**Отрывок:**
^^^^

Журнальный зал

Русский
толстый журнал как эстетический феномен

Опубликовано в журнале: Вопросы литературы 2002, 2

В. ЕСИПОВ 

Об одном трагическом заблуждении Александра Блока

1

Александр Блок в своей известной речи «О назначении поэта» (1921), неявным образом коснувшись стихотворения Пушкина «Поэт и толпа», дал следующую интерпретацию слова «чернь»:

«Вряд ли когда бы то ни было чернью называлось простонародье. Разве только те, кто сам был достоин этой клички, применяли ее к простому народу. Пушкин собирал народные песни, писал простонародным складом; близким существом для него была деревенская няня. Поэтому нужно быть тупым или злым человеком, чтобы думать, что под чернью Пушкин мог разуметь простой народ. Пушкинский словарь выяснит это дело — если русская культура возродится.

Пушкин разумел под именем черни приблизительно то же, что и мы. Он часто присоединял к этому существительному эпитет «светский», давая собирательное имя той родовой придворной знати, у которой не осталось за душой ничего, кроме дворян-ских званий, но уже на глазах Пушкина место родовой знати быстро занимала бюрократия. Эти чиновники и суть наша чернь; чернь вчерашнего и сегодняшнего дня...»1

Мы тоже далеки от мысли, что Пушкин в упомянутом стихотворении подразумевал под чернью простой народ государства российского, однако Блок дает более общую формулировку, выходящую за пределы пушкинского стихотворения: «Вряд ли когда бы то ни было чернью называлось простонародье...»

Мы не собираемся анализировать здесь философские и политические воззрения Блока в том объеме и с той глубиной, как это сделал, например, в свое время Федор Степун в статье «Историософское и политическое миросозерцание Блока»2. Наше внимание привлек один конкретный факт — своеобразная интерпретация Блоком слова «чернь». Столь своеобразное понимание этого слова свидетельствует, на наш взгляд, о существовании определенной проблемы, заключающейся в особом отношении русской интеллигенции к народу. Отношении, которое способствовало возникновению в России в разные эпохи общественной жизни формул типа «народ-богоносец» (до октября 1917 года) или «народ всегда прав» (после октября 1917-го).

^^^^

**Задания:**
[A] Перескажите короче абзац отрывка о Блоке, начинающийся словами «Мы не собираемся анализировать здесь», и сохраните его главные факты.
[B] Подхватите мысль отрывка о Блоке и слове «чернь» и напишите продолжение, начиная сразу после его последнего предложения.

**Собранные данные:**

^^^^

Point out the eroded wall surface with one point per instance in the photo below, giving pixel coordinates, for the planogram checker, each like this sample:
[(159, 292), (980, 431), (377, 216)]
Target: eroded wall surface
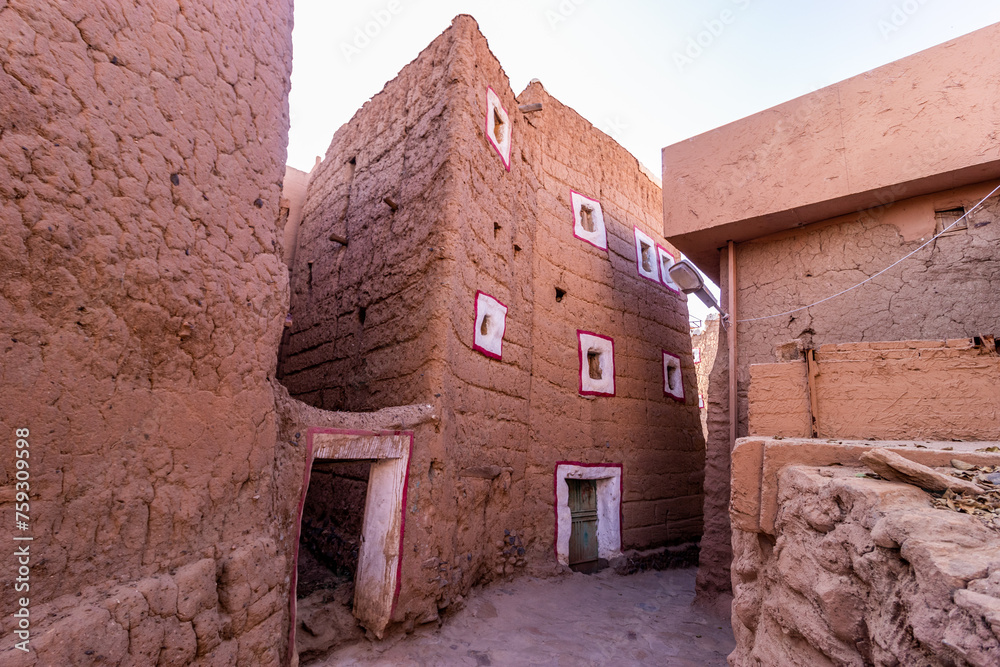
[(707, 343), (657, 439), (481, 487), (946, 291), (141, 159), (858, 571)]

^^^^

**Ответы:**
[A] Автор не намерен разбирать философские и политические взгляды Блока так полно и глубоко, как это сделал Федор Степун в статье «Историософское и политическое миросозерцание Блока». Внимание автора привлек один факт: своеобразное толкование Блоком слова «чернь». По мнению автора, оно говорит об особом отношении русской интеллигенции к народу. Это отношение способствовало появлению формул «народ-богоносец» (до октября 1917 года) и «народ всегда прав» (после октября 1917-го).

[B]
Что же касается Пушкина, то нельзя отрицать, что в его творчестве действительно имеются примеры, когда поэт «присоединял к этому существительному эпитет «светский», упо-требляя его (это существительное) в переносном смысле. Но дело в том, что рассуждения Блока о неприменимости слова «чернь» к простому народу вступает в явное противоречие с общепринятым пониманием этого слова, существовавшим в досоветское время.

Так, например, в словаре Даля для слова «чернь» применительно к людям дано только одно значение: «черный народ, простолюдины, особ. толпа, ватага их»3.

Именно в таком смысле употребляет это слово Пушкин в «Борисе Годунове»:


                Я думал свой народ
В довольствии, во славе успокоить,
Щедротами любовь его снискать —
Но отложил пустое попеченье:
Живая власть для черни ненавистна...

Нам могут возразить, что это не авторский текст, что слова эти принадлежат не автору, а герою его трагедии Годунову, и в таком возражении есть определенный резон. Но дело в том, что в творчестве Пушкина имеются и другие примеры, где слово «чернь» употреблено именно в том значении, какое дается в словаре Даля. В качестве одного из них можно привести следующий фрагмент безусловно авторского текста из стихотворения «Полководец»:


О вождь несчастливый!.. Суров был жребий твой:
Все в жертву ты принес земле тебе чужой.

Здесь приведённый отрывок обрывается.